▶ **TASK BRIEF**: Show every line of the rows below that contains the string "tiled". Case counts.

▶ **RECORDS SUPPLIED**:
>>>
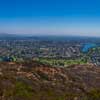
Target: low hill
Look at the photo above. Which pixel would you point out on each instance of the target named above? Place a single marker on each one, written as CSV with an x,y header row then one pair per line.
x,y
36,81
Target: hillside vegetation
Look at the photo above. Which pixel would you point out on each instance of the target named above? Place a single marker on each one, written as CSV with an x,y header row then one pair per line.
x,y
37,81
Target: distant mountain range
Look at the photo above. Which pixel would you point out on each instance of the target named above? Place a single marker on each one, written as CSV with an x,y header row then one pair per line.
x,y
7,36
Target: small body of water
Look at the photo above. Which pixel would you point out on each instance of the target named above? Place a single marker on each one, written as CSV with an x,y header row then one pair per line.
x,y
88,46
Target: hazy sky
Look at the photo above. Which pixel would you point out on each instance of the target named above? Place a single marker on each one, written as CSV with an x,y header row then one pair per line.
x,y
43,17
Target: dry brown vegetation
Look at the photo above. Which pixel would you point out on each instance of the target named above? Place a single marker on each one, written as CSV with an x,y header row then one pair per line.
x,y
36,81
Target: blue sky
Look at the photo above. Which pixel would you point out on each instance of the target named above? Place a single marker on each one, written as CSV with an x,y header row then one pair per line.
x,y
43,17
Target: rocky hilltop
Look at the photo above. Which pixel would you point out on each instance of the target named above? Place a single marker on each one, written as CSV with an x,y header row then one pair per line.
x,y
37,81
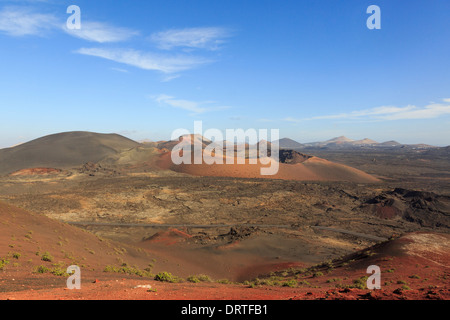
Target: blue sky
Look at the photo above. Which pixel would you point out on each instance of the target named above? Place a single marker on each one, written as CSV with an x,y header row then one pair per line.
x,y
145,68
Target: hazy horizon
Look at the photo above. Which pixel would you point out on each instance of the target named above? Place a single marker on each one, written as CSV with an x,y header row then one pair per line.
x,y
311,69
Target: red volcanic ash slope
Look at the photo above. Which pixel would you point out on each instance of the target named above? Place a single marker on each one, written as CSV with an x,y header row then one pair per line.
x,y
30,242
36,171
414,266
311,169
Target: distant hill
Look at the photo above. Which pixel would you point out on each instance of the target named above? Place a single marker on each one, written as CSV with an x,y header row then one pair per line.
x,y
390,143
287,143
63,150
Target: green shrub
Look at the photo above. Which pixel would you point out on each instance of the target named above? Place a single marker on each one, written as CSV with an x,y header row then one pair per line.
x,y
360,283
290,283
41,269
3,263
46,257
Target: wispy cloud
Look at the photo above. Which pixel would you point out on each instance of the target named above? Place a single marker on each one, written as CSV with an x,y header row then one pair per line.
x,y
388,113
101,32
146,60
192,106
18,22
209,38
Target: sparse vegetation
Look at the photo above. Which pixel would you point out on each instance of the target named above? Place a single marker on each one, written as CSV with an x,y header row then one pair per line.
x,y
167,277
46,257
129,270
290,283
3,263
199,278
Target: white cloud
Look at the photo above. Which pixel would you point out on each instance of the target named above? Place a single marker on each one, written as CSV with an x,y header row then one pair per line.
x,y
18,22
146,61
209,38
101,32
390,113
192,106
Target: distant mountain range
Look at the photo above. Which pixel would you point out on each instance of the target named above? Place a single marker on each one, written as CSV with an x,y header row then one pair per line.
x,y
344,142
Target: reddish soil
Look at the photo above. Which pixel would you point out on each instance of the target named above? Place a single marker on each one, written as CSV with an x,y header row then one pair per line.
x,y
36,171
414,266
312,169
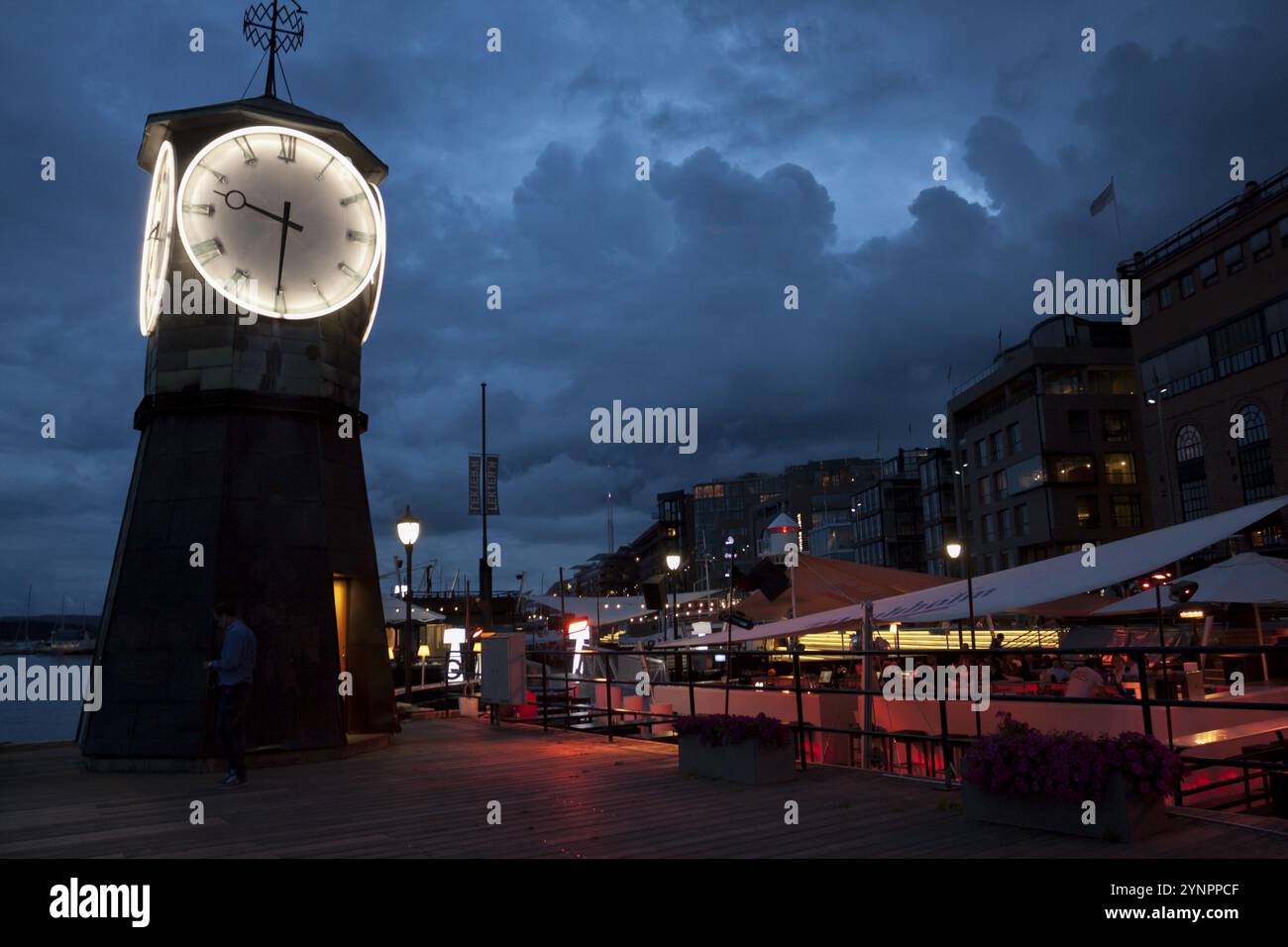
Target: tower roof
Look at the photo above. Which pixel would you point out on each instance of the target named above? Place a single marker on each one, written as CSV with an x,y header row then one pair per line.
x,y
263,108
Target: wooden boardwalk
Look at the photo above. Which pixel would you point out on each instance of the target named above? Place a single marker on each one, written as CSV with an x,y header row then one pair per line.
x,y
561,795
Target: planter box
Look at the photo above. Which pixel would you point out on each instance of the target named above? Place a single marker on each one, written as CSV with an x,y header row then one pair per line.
x,y
1119,815
746,762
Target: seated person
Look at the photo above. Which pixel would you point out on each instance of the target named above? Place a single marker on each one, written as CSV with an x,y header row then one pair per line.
x,y
1056,673
1086,681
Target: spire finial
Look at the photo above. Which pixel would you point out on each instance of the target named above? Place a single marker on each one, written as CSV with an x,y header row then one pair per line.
x,y
274,27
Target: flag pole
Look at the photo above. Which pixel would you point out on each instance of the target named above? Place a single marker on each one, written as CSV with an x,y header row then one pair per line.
x,y
1117,224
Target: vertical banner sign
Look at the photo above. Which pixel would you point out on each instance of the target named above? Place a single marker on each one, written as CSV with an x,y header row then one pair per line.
x,y
483,479
476,509
489,478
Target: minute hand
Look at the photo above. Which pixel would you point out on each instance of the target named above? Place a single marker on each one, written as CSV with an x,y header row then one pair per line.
x,y
281,257
269,214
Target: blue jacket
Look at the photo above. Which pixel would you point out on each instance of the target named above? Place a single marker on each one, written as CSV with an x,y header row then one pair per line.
x,y
237,663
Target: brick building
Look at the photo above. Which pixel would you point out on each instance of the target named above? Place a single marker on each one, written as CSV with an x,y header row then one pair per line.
x,y
1211,346
1047,445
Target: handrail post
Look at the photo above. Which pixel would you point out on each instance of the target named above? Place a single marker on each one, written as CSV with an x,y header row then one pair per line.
x,y
688,673
943,741
545,699
800,707
1145,702
608,693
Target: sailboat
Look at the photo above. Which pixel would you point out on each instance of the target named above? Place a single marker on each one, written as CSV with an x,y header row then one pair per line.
x,y
65,641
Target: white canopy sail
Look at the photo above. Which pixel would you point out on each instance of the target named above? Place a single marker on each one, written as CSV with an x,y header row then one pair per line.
x,y
1025,585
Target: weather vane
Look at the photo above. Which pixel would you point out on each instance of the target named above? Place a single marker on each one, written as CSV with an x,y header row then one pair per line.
x,y
274,27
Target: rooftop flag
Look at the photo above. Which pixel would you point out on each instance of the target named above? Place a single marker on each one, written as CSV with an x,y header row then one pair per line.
x,y
1106,197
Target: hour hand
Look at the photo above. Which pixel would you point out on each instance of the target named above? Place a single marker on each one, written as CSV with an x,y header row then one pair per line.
x,y
236,200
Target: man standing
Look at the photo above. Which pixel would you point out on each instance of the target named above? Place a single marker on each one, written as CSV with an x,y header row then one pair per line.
x,y
236,667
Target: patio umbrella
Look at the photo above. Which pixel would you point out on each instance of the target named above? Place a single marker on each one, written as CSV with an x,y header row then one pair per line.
x,y
1243,579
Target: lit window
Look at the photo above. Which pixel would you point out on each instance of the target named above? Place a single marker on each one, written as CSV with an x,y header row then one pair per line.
x,y
1260,243
1126,510
1189,444
1120,468
1207,270
1233,258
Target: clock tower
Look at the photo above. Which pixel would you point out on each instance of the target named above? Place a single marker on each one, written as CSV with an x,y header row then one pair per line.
x,y
261,275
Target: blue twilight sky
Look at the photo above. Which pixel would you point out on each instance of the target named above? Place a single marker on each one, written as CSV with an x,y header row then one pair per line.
x,y
518,169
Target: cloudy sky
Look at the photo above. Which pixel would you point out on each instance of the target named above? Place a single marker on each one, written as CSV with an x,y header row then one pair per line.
x,y
518,169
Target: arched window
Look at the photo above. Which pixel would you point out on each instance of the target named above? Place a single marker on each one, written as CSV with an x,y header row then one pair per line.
x,y
1254,428
1189,444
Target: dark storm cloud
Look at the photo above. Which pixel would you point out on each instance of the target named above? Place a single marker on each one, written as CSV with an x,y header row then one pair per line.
x,y
519,170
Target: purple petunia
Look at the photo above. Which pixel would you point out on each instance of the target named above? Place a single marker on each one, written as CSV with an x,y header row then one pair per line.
x,y
1019,761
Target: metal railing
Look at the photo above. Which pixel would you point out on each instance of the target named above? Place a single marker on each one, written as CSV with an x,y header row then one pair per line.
x,y
558,706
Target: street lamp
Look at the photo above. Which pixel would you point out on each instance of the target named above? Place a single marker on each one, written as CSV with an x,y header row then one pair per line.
x,y
673,562
408,531
954,551
1162,444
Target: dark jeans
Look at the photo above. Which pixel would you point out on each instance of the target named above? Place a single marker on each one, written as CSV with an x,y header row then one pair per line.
x,y
230,725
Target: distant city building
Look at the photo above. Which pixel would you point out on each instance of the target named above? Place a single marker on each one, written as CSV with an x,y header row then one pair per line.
x,y
722,508
816,497
938,509
1048,445
1211,346
888,515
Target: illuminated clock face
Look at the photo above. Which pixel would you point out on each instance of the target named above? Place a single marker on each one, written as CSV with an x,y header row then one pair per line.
x,y
158,240
279,223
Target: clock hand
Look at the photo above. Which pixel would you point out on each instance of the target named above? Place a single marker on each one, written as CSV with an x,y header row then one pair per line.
x,y
281,256
228,200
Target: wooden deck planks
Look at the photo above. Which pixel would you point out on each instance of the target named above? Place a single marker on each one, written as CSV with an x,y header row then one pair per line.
x,y
562,795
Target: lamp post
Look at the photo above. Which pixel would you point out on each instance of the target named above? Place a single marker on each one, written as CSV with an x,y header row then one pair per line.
x,y
1162,444
408,531
673,562
954,551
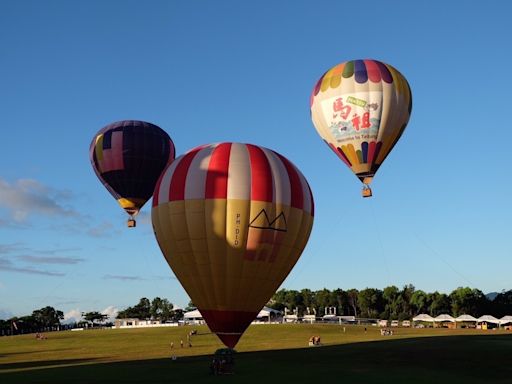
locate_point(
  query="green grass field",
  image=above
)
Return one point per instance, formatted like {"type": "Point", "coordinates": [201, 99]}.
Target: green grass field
{"type": "Point", "coordinates": [266, 353]}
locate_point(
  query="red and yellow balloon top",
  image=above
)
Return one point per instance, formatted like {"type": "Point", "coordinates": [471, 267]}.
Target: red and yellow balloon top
{"type": "Point", "coordinates": [231, 220]}
{"type": "Point", "coordinates": [361, 108]}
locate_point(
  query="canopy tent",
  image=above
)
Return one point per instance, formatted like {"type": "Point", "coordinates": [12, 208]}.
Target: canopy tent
{"type": "Point", "coordinates": [266, 312]}
{"type": "Point", "coordinates": [466, 318]}
{"type": "Point", "coordinates": [444, 317]}
{"type": "Point", "coordinates": [195, 314]}
{"type": "Point", "coordinates": [423, 317]}
{"type": "Point", "coordinates": [488, 319]}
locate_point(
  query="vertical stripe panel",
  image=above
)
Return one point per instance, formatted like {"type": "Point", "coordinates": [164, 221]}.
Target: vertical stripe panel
{"type": "Point", "coordinates": [297, 200]}
{"type": "Point", "coordinates": [261, 176]}
{"type": "Point", "coordinates": [195, 184]}
{"type": "Point", "coordinates": [217, 177]}
{"type": "Point", "coordinates": [306, 193]}
{"type": "Point", "coordinates": [282, 190]}
{"type": "Point", "coordinates": [239, 170]}
{"type": "Point", "coordinates": [177, 187]}
{"type": "Point", "coordinates": [161, 195]}
{"type": "Point", "coordinates": [117, 150]}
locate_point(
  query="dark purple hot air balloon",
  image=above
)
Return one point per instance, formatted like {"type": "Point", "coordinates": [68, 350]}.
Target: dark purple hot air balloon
{"type": "Point", "coordinates": [128, 157]}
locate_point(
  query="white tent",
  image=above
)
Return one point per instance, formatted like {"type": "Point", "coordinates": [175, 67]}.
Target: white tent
{"type": "Point", "coordinates": [195, 314]}
{"type": "Point", "coordinates": [423, 317]}
{"type": "Point", "coordinates": [466, 318]}
{"type": "Point", "coordinates": [488, 319]}
{"type": "Point", "coordinates": [266, 312]}
{"type": "Point", "coordinates": [444, 317]}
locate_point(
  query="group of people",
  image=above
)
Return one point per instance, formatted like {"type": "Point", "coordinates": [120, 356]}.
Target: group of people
{"type": "Point", "coordinates": [314, 340]}
{"type": "Point", "coordinates": [40, 336]}
{"type": "Point", "coordinates": [222, 366]}
{"type": "Point", "coordinates": [189, 340]}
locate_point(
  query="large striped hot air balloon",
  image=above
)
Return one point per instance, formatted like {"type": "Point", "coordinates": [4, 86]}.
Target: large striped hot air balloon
{"type": "Point", "coordinates": [231, 220]}
{"type": "Point", "coordinates": [360, 108]}
{"type": "Point", "coordinates": [128, 157]}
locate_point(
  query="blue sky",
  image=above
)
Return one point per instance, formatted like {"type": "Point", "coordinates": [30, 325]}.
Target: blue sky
{"type": "Point", "coordinates": [209, 71]}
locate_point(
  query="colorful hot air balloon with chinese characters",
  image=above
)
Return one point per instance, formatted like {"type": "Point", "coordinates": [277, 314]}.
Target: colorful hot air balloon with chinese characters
{"type": "Point", "coordinates": [128, 157]}
{"type": "Point", "coordinates": [360, 109]}
{"type": "Point", "coordinates": [231, 220]}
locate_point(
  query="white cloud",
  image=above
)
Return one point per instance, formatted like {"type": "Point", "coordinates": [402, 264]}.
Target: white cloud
{"type": "Point", "coordinates": [7, 265]}
{"type": "Point", "coordinates": [104, 229]}
{"type": "Point", "coordinates": [24, 197]}
{"type": "Point", "coordinates": [50, 259]}
{"type": "Point", "coordinates": [5, 314]}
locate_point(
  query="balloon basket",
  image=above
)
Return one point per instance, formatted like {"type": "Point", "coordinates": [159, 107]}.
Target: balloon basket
{"type": "Point", "coordinates": [223, 362]}
{"type": "Point", "coordinates": [366, 192]}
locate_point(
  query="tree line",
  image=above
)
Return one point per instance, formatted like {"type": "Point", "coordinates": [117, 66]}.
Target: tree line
{"type": "Point", "coordinates": [392, 303]}
{"type": "Point", "coordinates": [49, 319]}
{"type": "Point", "coordinates": [156, 309]}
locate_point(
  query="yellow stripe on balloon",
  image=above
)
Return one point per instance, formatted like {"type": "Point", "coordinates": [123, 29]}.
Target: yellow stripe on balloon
{"type": "Point", "coordinates": [98, 147]}
{"type": "Point", "coordinates": [127, 202]}
{"type": "Point", "coordinates": [350, 152]}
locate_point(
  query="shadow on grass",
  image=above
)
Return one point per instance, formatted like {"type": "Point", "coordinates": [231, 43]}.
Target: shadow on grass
{"type": "Point", "coordinates": [454, 359]}
{"type": "Point", "coordinates": [43, 363]}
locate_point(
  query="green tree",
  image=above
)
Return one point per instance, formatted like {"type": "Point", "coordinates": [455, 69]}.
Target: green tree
{"type": "Point", "coordinates": [439, 303]}
{"type": "Point", "coordinates": [140, 311]}
{"type": "Point", "coordinates": [161, 309]}
{"type": "Point", "coordinates": [465, 300]}
{"type": "Point", "coordinates": [391, 307]}
{"type": "Point", "coordinates": [370, 302]}
{"type": "Point", "coordinates": [95, 317]}
{"type": "Point", "coordinates": [352, 295]}
{"type": "Point", "coordinates": [502, 304]}
{"type": "Point", "coordinates": [419, 302]}
{"type": "Point", "coordinates": [48, 317]}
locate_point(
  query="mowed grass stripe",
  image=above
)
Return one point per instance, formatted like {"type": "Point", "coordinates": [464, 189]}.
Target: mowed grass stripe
{"type": "Point", "coordinates": [143, 355]}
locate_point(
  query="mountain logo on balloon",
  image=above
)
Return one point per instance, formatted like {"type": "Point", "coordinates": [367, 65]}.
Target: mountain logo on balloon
{"type": "Point", "coordinates": [262, 221]}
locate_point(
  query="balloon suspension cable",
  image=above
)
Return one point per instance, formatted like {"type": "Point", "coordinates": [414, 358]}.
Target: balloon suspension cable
{"type": "Point", "coordinates": [131, 223]}
{"type": "Point", "coordinates": [367, 191]}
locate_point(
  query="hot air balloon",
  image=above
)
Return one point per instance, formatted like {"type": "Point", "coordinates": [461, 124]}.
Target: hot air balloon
{"type": "Point", "coordinates": [360, 109]}
{"type": "Point", "coordinates": [231, 220]}
{"type": "Point", "coordinates": [128, 157]}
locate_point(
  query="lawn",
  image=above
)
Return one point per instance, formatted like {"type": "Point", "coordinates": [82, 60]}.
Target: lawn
{"type": "Point", "coordinates": [266, 353]}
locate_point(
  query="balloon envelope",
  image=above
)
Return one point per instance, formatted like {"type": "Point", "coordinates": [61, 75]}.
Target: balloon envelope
{"type": "Point", "coordinates": [360, 109]}
{"type": "Point", "coordinates": [128, 157]}
{"type": "Point", "coordinates": [231, 220]}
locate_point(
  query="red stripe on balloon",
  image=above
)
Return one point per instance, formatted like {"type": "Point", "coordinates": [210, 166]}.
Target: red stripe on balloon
{"type": "Point", "coordinates": [311, 198]}
{"type": "Point", "coordinates": [297, 198]}
{"type": "Point", "coordinates": [217, 176]}
{"type": "Point", "coordinates": [179, 177]}
{"type": "Point", "coordinates": [156, 192]}
{"type": "Point", "coordinates": [371, 152]}
{"type": "Point", "coordinates": [261, 175]}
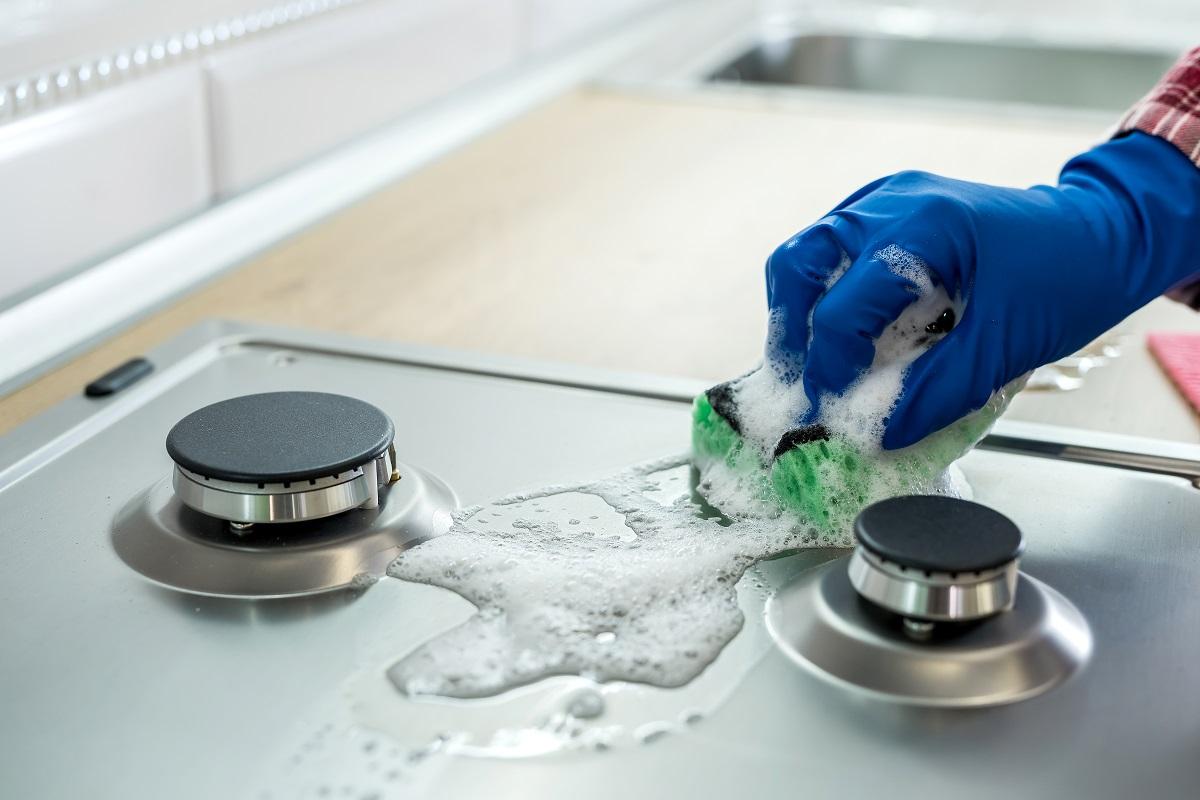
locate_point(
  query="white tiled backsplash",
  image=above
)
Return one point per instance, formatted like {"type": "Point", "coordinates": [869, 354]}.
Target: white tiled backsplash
{"type": "Point", "coordinates": [1173, 24]}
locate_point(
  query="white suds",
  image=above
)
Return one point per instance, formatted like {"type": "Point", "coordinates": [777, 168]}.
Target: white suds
{"type": "Point", "coordinates": [642, 591]}
{"type": "Point", "coordinates": [633, 578]}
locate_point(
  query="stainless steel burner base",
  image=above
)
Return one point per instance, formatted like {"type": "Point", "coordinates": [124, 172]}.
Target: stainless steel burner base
{"type": "Point", "coordinates": [180, 548]}
{"type": "Point", "coordinates": [822, 624]}
{"type": "Point", "coordinates": [286, 503]}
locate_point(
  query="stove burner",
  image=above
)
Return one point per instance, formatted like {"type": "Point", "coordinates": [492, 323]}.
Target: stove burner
{"type": "Point", "coordinates": [936, 559]}
{"type": "Point", "coordinates": [282, 457]}
{"type": "Point", "coordinates": [927, 611]}
{"type": "Point", "coordinates": [318, 463]}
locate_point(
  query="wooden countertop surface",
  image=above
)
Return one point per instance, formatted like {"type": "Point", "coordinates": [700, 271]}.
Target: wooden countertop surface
{"type": "Point", "coordinates": [628, 232]}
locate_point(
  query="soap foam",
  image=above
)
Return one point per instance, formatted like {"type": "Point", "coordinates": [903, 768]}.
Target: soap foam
{"type": "Point", "coordinates": [825, 480]}
{"type": "Point", "coordinates": [642, 590]}
{"type": "Point", "coordinates": [633, 578]}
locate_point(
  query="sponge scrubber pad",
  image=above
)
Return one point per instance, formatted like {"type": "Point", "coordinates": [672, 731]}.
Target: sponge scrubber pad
{"type": "Point", "coordinates": [822, 483]}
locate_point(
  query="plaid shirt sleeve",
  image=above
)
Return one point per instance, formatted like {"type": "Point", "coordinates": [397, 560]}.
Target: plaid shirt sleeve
{"type": "Point", "coordinates": [1171, 112]}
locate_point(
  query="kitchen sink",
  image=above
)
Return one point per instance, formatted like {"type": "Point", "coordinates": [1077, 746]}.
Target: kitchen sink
{"type": "Point", "coordinates": [1012, 72]}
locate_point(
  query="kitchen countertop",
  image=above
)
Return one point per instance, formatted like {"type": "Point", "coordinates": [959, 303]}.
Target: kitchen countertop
{"type": "Point", "coordinates": [627, 230]}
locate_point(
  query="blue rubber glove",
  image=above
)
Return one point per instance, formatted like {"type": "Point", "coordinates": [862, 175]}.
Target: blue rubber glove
{"type": "Point", "coordinates": [1042, 272]}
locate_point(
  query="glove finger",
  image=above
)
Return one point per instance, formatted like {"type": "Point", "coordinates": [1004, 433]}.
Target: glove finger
{"type": "Point", "coordinates": [797, 275]}
{"type": "Point", "coordinates": [955, 377]}
{"type": "Point", "coordinates": [849, 319]}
<<<
▶ **THE SOLUTION**:
  query="white tiled backsplash",
Target: white tiled backsplash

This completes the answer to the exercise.